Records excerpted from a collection
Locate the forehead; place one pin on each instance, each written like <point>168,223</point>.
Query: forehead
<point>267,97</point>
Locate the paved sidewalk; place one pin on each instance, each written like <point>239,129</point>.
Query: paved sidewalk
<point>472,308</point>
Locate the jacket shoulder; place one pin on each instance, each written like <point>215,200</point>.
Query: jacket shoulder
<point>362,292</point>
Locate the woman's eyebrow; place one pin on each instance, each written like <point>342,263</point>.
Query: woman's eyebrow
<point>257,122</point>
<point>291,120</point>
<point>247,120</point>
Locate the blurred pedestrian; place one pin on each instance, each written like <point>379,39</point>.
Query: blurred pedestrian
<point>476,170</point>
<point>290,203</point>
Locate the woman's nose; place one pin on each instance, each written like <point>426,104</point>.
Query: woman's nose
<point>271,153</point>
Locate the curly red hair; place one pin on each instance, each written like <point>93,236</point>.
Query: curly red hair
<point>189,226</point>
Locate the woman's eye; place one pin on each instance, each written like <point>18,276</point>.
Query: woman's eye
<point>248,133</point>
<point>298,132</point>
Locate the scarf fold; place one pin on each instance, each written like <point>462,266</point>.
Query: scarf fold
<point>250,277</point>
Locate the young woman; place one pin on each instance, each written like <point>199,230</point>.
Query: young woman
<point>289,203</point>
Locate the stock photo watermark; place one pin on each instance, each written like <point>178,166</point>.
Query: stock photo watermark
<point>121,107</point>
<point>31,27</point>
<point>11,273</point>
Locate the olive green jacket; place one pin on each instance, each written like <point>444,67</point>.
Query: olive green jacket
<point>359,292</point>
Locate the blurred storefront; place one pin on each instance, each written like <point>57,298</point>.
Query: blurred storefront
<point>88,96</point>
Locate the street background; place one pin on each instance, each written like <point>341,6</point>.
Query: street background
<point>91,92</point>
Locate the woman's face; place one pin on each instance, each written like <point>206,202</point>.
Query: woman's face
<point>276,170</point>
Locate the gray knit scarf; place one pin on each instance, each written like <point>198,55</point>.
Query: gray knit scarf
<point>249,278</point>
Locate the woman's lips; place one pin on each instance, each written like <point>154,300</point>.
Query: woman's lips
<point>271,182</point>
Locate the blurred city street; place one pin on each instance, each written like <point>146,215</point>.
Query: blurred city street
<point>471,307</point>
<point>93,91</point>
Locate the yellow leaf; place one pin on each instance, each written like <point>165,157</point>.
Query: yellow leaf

YOUR GOAL:
When a line in the records above contains the word "yellow", copy it.

THE COMPLETED TASK:
Locate the yellow leaf; place one pin on each instance, each written like <point>165,157</point>.
Query: yellow leaf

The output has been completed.